**** DADOS A PROCESSAR

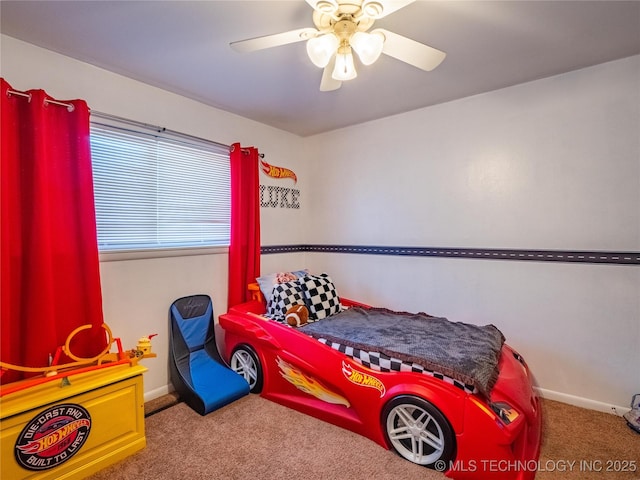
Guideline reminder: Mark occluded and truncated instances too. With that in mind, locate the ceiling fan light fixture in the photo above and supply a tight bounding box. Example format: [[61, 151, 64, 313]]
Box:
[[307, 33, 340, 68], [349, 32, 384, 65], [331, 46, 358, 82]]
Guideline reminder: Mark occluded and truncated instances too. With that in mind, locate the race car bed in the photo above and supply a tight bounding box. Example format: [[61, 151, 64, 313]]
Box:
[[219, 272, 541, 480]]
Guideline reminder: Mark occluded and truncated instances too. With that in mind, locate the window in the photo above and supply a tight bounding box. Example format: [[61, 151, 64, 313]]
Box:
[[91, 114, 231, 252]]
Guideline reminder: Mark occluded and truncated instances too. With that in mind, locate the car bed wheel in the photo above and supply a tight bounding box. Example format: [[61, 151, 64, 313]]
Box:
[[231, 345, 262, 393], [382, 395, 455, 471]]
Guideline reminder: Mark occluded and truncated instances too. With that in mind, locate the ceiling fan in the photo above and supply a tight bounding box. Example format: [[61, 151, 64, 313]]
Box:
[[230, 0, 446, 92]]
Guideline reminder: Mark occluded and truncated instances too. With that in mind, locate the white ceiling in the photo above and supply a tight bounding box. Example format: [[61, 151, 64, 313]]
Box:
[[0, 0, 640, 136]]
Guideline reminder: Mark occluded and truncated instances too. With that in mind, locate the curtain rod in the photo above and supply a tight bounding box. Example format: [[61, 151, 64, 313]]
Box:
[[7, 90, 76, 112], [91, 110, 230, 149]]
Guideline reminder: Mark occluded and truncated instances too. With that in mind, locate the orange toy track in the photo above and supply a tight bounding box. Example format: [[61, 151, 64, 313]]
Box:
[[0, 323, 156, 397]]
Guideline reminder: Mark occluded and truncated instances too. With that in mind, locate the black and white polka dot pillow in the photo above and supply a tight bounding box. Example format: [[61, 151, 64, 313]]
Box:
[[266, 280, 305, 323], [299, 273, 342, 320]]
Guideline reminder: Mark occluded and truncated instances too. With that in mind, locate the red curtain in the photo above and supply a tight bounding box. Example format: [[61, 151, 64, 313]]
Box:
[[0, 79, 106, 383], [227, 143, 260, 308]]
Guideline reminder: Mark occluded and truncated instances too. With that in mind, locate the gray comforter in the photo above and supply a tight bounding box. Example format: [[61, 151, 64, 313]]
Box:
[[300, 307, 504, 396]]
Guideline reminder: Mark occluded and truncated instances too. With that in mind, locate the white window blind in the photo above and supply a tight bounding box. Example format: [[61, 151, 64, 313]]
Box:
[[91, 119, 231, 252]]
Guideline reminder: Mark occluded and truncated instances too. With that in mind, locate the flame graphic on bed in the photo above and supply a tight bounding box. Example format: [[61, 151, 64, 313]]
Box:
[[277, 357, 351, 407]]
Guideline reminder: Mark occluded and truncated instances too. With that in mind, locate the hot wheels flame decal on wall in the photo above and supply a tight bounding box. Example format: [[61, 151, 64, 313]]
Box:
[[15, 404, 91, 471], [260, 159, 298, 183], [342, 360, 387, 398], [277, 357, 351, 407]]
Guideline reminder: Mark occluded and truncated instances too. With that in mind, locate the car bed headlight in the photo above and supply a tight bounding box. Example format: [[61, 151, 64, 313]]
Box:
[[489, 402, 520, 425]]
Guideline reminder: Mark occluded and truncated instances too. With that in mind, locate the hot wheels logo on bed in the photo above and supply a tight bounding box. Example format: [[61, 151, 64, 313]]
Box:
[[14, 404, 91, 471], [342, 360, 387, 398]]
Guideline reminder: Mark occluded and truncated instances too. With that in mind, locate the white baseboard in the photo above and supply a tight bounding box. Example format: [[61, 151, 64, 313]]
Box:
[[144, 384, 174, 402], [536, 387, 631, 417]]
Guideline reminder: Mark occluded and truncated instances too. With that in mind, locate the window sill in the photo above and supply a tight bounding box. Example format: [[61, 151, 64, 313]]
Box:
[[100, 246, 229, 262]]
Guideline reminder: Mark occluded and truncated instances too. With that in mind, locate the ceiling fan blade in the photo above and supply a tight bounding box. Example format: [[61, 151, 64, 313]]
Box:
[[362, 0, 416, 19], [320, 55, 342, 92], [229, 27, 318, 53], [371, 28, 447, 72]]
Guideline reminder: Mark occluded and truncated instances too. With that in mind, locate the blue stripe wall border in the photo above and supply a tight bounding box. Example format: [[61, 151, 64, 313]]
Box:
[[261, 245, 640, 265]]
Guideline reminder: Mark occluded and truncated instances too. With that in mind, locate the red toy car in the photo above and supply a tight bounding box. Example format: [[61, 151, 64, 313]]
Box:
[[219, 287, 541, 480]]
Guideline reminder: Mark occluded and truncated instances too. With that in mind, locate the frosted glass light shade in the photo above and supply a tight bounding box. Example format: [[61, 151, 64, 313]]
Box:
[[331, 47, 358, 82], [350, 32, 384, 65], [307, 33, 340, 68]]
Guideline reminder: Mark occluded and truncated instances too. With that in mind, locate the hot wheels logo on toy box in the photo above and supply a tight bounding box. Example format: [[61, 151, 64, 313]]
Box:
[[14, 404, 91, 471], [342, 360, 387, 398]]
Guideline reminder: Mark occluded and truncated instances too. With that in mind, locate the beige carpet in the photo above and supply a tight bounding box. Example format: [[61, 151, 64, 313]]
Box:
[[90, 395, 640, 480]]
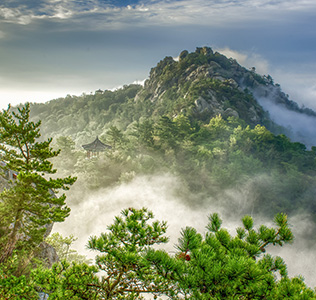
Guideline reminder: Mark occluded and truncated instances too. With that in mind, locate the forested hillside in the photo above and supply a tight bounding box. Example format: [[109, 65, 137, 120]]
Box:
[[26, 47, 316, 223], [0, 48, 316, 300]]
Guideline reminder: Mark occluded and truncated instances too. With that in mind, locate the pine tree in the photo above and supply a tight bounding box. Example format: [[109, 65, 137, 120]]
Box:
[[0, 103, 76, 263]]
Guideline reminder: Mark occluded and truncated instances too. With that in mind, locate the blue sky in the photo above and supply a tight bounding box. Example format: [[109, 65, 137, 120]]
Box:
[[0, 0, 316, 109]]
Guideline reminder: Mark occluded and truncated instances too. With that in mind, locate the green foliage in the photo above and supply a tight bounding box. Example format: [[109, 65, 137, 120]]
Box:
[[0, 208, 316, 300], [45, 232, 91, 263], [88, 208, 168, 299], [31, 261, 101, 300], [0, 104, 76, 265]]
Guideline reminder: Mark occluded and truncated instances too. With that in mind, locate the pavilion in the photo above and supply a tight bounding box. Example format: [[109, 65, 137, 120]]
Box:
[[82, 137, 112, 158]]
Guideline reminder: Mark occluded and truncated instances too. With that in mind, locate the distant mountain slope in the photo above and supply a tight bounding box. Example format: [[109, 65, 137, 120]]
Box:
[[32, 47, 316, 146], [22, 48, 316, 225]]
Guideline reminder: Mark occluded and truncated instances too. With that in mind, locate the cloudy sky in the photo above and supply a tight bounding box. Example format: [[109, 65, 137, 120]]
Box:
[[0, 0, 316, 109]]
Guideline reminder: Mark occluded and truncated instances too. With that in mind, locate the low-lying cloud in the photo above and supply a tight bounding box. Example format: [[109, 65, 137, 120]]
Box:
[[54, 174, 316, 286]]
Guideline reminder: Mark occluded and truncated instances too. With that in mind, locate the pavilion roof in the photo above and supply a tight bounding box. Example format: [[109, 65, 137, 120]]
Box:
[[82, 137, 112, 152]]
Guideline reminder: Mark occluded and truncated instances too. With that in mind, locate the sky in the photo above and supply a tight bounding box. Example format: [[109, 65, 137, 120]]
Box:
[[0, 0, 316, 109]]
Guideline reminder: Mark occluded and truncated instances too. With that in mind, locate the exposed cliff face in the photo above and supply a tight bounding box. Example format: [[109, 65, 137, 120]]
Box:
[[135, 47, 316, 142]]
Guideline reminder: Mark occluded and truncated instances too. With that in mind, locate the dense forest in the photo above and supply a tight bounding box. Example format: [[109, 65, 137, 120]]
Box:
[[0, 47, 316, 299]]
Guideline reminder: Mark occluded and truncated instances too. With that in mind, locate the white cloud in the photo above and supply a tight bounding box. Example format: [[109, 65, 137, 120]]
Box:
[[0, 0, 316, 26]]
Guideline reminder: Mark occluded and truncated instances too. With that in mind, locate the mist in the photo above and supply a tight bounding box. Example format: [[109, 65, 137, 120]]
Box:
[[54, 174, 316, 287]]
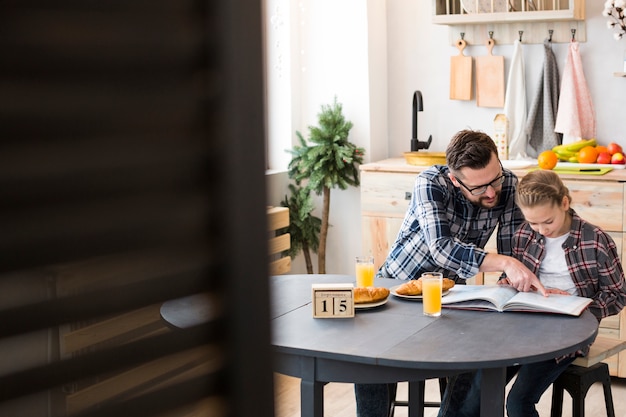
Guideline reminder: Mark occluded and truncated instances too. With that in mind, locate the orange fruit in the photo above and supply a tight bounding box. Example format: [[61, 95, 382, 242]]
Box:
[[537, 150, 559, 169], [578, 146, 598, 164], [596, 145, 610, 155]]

********

### A TAREFA
Reproduza sem alterações as linhas dos dados, do início até a linha que contém "[[230, 0, 446, 92]]", incluindo também essa linha. Deixe as imagens de fora da resposta.

### RESPOSTA ESPERADA
Guideline reminder: Mark occluded and truncated instances too. With that in mind, locate the ceiling fan light fixture in the photo above and supply a tight bounding box. Example format: [[61, 151, 64, 313]]
Box:
[[307, 33, 340, 68], [349, 32, 384, 65], [331, 46, 358, 82]]
Guideline reminder: Mark occluded and truncated instances too. With that in mind, locate the race car bed in the photo above and supply a tight bounding box. Example format: [[61, 151, 64, 313]]
Box:
[[219, 272, 541, 480]]
Guideline reminder: Mark occluded and truncated instances too. With that in mind, locate the window in the photo above and supply a tight bounding box. Example format: [[61, 151, 64, 313]]
Box:
[[91, 114, 231, 252]]
Guideline reminder: Mark occluded and truncated instances too. With that in mind, locate the car bed wheel in the photo above and supply a tight bounding box. Example format: [[61, 151, 64, 313]]
Box:
[[231, 345, 262, 393], [382, 395, 455, 471]]
Guideline reminder: Mark occluded and truncated instances too. With that in mind, locate the ceiling fan in the photo above and supply a tight bounding box. Example format: [[61, 151, 64, 313]]
Box:
[[230, 0, 446, 92]]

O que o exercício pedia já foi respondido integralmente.